## [TO DO]
Output the entries exactly.

====== THE RECORDS

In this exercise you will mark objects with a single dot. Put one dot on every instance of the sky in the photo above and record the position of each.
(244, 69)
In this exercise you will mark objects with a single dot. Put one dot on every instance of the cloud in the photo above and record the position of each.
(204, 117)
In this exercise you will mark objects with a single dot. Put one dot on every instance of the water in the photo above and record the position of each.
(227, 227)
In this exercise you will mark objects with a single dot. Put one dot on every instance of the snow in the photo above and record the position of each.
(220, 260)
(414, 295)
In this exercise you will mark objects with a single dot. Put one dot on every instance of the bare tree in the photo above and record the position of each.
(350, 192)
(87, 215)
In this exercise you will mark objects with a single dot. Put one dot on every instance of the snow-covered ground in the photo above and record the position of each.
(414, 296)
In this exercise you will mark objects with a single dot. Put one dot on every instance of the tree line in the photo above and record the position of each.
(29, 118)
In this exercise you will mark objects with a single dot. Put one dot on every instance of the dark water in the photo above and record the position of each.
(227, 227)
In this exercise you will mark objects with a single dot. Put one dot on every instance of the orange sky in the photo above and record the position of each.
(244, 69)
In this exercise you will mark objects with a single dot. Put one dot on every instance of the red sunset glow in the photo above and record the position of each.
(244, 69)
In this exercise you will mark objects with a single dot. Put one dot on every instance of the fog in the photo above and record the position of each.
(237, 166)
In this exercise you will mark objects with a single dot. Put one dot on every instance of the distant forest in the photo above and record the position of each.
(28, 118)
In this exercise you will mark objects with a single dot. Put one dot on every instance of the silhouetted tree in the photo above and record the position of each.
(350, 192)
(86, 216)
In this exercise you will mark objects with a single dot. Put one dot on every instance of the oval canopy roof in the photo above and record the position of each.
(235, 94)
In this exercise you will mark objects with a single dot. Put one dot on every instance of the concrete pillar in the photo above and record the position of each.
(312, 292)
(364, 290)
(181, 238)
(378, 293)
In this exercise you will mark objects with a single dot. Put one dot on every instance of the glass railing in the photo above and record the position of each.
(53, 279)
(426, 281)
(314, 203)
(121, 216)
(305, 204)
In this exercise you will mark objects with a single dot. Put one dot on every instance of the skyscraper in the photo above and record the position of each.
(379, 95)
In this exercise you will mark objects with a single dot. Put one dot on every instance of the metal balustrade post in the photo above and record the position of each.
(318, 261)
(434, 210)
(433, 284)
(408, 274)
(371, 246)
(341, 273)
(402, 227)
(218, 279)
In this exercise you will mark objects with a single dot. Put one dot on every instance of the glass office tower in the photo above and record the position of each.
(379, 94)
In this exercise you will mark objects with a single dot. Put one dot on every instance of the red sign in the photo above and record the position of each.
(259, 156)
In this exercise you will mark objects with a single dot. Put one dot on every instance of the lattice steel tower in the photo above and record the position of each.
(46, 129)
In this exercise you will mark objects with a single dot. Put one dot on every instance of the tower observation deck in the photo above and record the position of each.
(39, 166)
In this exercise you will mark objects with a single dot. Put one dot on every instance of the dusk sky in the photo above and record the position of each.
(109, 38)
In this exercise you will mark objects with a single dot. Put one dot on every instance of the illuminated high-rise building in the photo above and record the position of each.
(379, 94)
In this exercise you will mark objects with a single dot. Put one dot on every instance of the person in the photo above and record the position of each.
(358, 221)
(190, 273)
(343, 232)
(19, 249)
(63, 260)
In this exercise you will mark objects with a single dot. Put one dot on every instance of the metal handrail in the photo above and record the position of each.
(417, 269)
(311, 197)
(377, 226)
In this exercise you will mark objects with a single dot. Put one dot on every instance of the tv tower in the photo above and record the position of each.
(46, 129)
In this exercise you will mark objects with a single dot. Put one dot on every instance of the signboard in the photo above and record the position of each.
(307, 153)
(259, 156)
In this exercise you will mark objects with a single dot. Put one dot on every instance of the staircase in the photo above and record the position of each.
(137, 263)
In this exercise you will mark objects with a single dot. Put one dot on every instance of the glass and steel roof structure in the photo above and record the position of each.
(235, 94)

============

## [THE COMPLETED TASK]
In this exercise you will mark objects with a single dot. Put one dot on every instance of the sky in the photo above and record the position of each.
(244, 69)
In this exercise you will mark objects with a single dot. Put one dot on every instance of the cloud in the photo above and record the position of each.
(204, 117)
In this exercise you will mark objects with a single dot. Put one dot on every instance of the water in the photo above and record the position of each.
(227, 227)
In this exercise you will mark objects with a single dot. Put one dot on every instance of the snow in the photo above and record the position of each.
(220, 260)
(414, 295)
In this exercise you will mark objects with a single dot. Put one dot on every instance of the bare tree in the photo above and record the position of each.
(350, 192)
(87, 215)
In this exercise you will mark objects with a single dot. Put one dot on every instance of the snow-covered ground in the photo above and record the position of each.
(414, 296)
In this exercise you will mark objects with a single dot. Put one dot on every instance of the tree line in the photo above and record the position of each.
(29, 118)
In this exercise you will mark objects with a single dot. Put one dot on every instance of the dark water in the photo above and record the position of each.
(227, 227)
In this exercise you will mark objects with a single dot. Put one dot on every instance of the orange sky in the photo above and record the position of each.
(244, 69)
In this exercise you will mark objects with a single dot. Put one dot on every instance of the red sunset glow in the photo above and record the position of each.
(244, 69)
In this exercise you will mark objects with a single dot. Put one dot on every instance of the fog in the photo above and record the position of each.
(237, 166)
In this exercise you will mark objects with a single dot. Put one dot on every instance of the distant forest in the photo above and record the position of each.
(28, 118)
In this exercise you will mark objects with a single dot. Put one dot on every instance of the silhouetted tree in the photo above and record the position of each.
(350, 192)
(86, 216)
In this exercise you will mark objects with a single dot. Put one dot on every instance of the oval canopy roof in the photo above and record the position of each.
(235, 94)
In this exercise you will mark objects with a single dot. Put one dot on every instance of the concrete pillar in the photo above and record the position of each.
(312, 292)
(364, 290)
(181, 238)
(378, 293)
In this exercise you will mark objects with a single dot. Put one dot on every instance of the glass railing in the photo above and record the position of each.
(53, 279)
(426, 281)
(314, 203)
(121, 216)
(305, 204)
In this exercise you will mark objects with a single dot. Put one dot on every instance of the skyscraper in the photo above and record the position of each.
(379, 95)
In this exercise you will mark objects with a single dot. Put one dot on every instance of the metal balustrade post in the photo above and record the position of each.
(318, 261)
(434, 210)
(433, 284)
(408, 274)
(371, 246)
(341, 273)
(402, 227)
(218, 279)
In this exercise you will mark objects with a single dot. Put one dot on every instance of the glass office tower in the photo above and record the position of each.
(379, 94)
In this exercise you will mark objects with a single dot. Put one dot on every instance of the red sign in the photo above and record the position of each.
(259, 156)
In this exercise you will mark objects with a single dot. Put one dot on every instance of the lattice steel tower in the photo above and record the position of each.
(46, 129)
In this exercise you will mark objects with a single dot. Put one dot on every instance of the tower observation deck in the photo above and record the position of each.
(39, 166)
In this exercise you will mark objects with a single dot. Put one dot on every instance of the dusk sky in the photo above and record the position of each.
(109, 38)
In this exercise you will mark objects with a single dot. Put one dot on every instance of the illuminated high-rise building in the photo above and record the position of each.
(379, 94)
In this exercise you will mark objects with a single dot. Put one dot on every instance of the person in the photo above and record the position of each.
(358, 221)
(190, 273)
(343, 232)
(19, 249)
(63, 260)
In this exercise you will mark objects with a single dot. Put one dot on every instance of the metal handrail in the photo above and record the position of each.
(417, 269)
(311, 197)
(377, 226)
In this exercise you will mark objects with a single dot. Put one dot on every instance of the tv tower in the photo above and record the position of each.
(46, 129)
In this exercise you will mark objects with a single dot. Put one dot on every instance of the signboard in the photo above and record the position of each.
(307, 153)
(259, 156)
In this exercise you will mark objects with a single dot. Put one dot on every instance of the staircase in the photo above and record the position of each.
(137, 263)
In this exercise you will mark objects with a single dot. Put one dot on every instance of the glass and steel roof structure in the photo above and record the position of each.
(235, 94)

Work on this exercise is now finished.